▶ [Selected passage]:
Tibshirani: So maybe to be clear where the thoughts evolved, we started off with a global polynomial. And we didn’t like that because it was global, right? Because the fit at one end would be affected by points at the other end. So then we move to somewhere which is more local, piecewise constants. And they were local, except they’re not very smooth. So now you want something that’s both smooth and local. So that on the top left panel, we have something which is local. It’s smooth in each panel, but it’s not smooth at the knots. So now we sort of move towards a compromise where it’s local, but it’s also smooth throughout the whole range.

Hastie: Thanks, Rob. And as I said, splines are the maximum amount of continuity. By the way, it’s believed that a cubic spline, the discontinuity which exists in the third derivative is not detectable by the human eye. And that certainly seems right for my eyes. But I wouldn’t trust my eyes.

Slide 9:

Hastie: OK, so let’s go into a bit more detail about these splines. So we’ll first do linear splines, and then we’ll do cubic splines. So in the linear spline, with knots at \(\xi_k, k=1,\dotsc,K\). So you can put down, we’ve had one knot in these pictures, but you can put down multiple knots. The definition is a piecewise linear polynomial continuous at each knot. And just like in the previous cases with the global polynomials and the piecewise constant functions, you can represent this as a linear expansion in basis functions, so transformations of the variables.

\[y_i=\beta_0+\beta_1b_1(x_i)+\beta_2b_2(x_i)+\dotsb+\beta_{K+3}b_{K+3}(x_i)+\epsilon_i \\ b_1(x_i) = x_i \\ b_{k+1}(x_i) = (x_i-\xi_k)_{+}, \quad k=1,\dotsc,K\]

In this case, what you have is the variable itself. So one of these basis functions, \(b_k\), is just the variable itself. And then you have a collection of these truncated functions, basis functions. They call truncated power functions, but this one’s to power 1. And here it is.

▶ [Directions]:
**1.** In the spline lecture transcript, what is believed about the discontinuity that exists in the third derivative of a cubic spline?
**2.** Carry on the spline lecture transcript from the point where it stops.
The entries that follow have no connection to the spline lecture transcript.

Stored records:
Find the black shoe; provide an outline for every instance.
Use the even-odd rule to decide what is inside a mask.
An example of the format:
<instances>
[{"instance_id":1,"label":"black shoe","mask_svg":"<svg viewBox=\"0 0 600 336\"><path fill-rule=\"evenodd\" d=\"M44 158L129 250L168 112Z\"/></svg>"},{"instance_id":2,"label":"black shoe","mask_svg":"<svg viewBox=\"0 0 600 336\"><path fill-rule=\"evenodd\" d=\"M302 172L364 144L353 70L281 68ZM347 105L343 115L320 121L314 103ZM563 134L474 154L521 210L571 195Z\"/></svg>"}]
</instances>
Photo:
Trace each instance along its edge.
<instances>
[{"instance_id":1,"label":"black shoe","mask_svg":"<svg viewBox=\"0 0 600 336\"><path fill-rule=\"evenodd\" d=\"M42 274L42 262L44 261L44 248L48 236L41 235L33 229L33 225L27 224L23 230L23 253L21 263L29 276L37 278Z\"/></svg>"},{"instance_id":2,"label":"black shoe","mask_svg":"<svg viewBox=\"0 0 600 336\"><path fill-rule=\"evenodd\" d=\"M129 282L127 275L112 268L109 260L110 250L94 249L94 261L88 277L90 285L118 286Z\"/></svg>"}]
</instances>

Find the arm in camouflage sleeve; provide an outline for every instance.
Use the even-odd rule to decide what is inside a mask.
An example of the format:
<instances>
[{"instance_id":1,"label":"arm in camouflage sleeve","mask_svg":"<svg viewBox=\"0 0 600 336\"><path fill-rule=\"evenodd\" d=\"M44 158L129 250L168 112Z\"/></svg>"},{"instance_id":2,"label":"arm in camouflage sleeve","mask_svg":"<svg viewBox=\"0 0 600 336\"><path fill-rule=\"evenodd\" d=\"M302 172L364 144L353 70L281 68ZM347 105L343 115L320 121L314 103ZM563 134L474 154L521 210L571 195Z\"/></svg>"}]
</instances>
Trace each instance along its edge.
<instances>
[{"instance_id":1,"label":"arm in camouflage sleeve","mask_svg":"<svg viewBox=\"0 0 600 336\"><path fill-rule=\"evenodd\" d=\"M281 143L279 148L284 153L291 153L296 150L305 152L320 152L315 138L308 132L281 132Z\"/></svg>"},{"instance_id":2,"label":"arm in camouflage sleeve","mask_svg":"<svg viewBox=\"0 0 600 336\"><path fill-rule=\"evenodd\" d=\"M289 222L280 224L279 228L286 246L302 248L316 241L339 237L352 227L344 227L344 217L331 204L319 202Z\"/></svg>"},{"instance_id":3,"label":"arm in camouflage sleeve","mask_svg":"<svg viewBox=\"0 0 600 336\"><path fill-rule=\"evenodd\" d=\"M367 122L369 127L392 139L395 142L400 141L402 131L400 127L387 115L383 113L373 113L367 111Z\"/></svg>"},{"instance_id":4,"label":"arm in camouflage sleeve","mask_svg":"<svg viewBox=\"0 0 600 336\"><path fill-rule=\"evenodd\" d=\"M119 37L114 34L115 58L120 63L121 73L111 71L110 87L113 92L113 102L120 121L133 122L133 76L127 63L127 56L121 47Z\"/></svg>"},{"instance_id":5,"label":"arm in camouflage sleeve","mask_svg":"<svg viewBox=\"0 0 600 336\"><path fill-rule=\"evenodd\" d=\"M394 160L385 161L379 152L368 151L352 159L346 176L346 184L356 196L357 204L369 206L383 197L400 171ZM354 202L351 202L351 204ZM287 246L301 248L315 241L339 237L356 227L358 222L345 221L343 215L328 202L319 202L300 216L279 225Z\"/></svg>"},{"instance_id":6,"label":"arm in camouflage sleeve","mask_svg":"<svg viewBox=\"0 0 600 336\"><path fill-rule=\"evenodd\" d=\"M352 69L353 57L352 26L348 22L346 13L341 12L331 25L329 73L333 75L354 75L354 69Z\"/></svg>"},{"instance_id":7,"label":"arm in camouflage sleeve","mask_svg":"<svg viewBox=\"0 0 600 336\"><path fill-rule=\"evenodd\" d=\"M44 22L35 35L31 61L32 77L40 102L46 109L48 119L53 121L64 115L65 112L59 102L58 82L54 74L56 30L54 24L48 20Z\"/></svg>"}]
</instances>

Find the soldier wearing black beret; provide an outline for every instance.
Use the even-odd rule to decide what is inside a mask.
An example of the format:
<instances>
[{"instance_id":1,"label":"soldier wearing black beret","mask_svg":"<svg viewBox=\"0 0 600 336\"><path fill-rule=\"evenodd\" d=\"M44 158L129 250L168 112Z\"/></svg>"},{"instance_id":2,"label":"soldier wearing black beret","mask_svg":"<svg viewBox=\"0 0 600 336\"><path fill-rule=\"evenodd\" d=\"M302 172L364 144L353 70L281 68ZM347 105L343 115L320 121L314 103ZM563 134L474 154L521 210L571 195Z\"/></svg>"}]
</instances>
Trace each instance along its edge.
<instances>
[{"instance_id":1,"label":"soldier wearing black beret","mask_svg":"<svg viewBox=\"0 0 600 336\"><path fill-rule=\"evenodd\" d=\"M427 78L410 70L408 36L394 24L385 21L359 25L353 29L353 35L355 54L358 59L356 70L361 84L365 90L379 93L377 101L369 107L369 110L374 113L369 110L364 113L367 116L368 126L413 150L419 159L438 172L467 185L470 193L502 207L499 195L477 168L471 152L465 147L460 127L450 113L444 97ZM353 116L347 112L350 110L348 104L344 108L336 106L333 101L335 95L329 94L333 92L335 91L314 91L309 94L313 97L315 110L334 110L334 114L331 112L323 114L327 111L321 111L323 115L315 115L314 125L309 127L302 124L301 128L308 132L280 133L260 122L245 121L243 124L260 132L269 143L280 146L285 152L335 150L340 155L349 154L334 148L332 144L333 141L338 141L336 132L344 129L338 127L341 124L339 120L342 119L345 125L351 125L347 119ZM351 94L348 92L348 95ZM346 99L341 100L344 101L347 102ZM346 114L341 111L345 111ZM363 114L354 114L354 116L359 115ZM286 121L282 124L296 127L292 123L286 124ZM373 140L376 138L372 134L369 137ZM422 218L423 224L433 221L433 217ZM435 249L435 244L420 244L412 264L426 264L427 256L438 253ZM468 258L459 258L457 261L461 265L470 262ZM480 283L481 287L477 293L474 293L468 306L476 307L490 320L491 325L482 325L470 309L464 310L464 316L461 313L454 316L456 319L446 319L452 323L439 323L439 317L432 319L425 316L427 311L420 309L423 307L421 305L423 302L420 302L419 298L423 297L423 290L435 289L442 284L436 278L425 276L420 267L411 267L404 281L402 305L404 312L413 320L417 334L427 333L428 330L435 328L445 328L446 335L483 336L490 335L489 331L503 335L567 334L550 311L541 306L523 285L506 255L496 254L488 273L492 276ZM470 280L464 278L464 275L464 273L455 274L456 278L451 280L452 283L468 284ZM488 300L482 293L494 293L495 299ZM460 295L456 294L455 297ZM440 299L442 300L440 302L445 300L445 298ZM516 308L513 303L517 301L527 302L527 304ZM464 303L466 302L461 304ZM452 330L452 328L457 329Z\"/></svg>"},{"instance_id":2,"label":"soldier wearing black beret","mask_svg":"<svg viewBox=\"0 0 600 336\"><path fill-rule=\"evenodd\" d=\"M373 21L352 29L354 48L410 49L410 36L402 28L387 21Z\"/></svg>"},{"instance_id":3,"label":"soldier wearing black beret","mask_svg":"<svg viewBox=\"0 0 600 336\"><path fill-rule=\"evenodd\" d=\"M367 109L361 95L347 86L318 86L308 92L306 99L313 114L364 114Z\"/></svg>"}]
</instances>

▶ [Answers below]:
**1.** It is believed not to be detectable by the human eye.

**2.**
\[(x_i-\xi_k)_{+}=\begin{cases}x_i-\xi_k & \quad\text{if }x_i>\xi_k \\ 0 & \quad\text{otherwise} \\ \end{cases}\]

It’s \(x_i\) minus \(\xi_k\) positive part. And what that means is described below here. It’s equal to \(x_i\) minus \(\xi_k\), if \(x_i\) is bigger than \(\xi_k\), and is 0 otherwise. So it’s not allowed to go negative. And so you make one of these functions at each of the knots, these transformations. And you throw them in as additional variables.

Slide 10:

Hastie: So to see how this works, let’s look at a figure.

Knots

Figure 7.4

So the blue curve is just a global linear function. We’ve only got one knot here. So here’s one of these basis functions. See? It starts off at 0 at the knot. And then it goes up linearly. So this is \(x\) minus 0.6 positive part. Below 0.6, it’s 0. So now, when you fit a linear model with a global linear function plus one of these in, and each of them gets a coefficient, what you get is, you get a function that’s allowed to change its slope at the knot. So if you add in some mix of this to a linear function, it’ll change the slope of this point. And so here, we see it over here. And because this starts off at 0, let’s make sure it’s continuous here. Very handy, and you can make a bunch of these functions for however many knots you’ve got.

Slide 11:

Hastie: Cubic splines, very similar idea. So first of all, the definition. A cubic spline with knots at \(\xi_k, k=1,\dotsc,K\), is a piecewise cubic polynomial with continuous derivatives up to order 2 at each knot. So that’s the definition of a cubic spline. Again, you can represent this as a basis expansion in the original variables.

\[y_i=\beta_0+\beta_1b_1(x_i)+\beta_2b_2(x_i)+\dotsb+\beta_{K+3}b_{K+3}(x_i)+\epsilon_i \\ b_1(x_i) = x_i \\ b_2(x_i) = x_i^2 \\ b_3(x_i) = x_i^3 \\ b_{k+3}(x_i) = (x_i-\xi_k)_{+}^3, \quad k=1,\dotsc,K\]

In this case, you need \(x\), \(x^2\), and \(x^3\), so a basis for cubic polynomials. Of course, the constant’s always in the model. And then you have similar truncated power functions. But now, they are raised to the power 3, one at each knot, where this guy’s defined to be \(x_i\) minus \(\xi_k\) cubed, if \(x_i\) is bigger than \(\xi_k\), and 0 otherwise. But the idea is the same.

Slide 12:

Hastie: And here’s the picture.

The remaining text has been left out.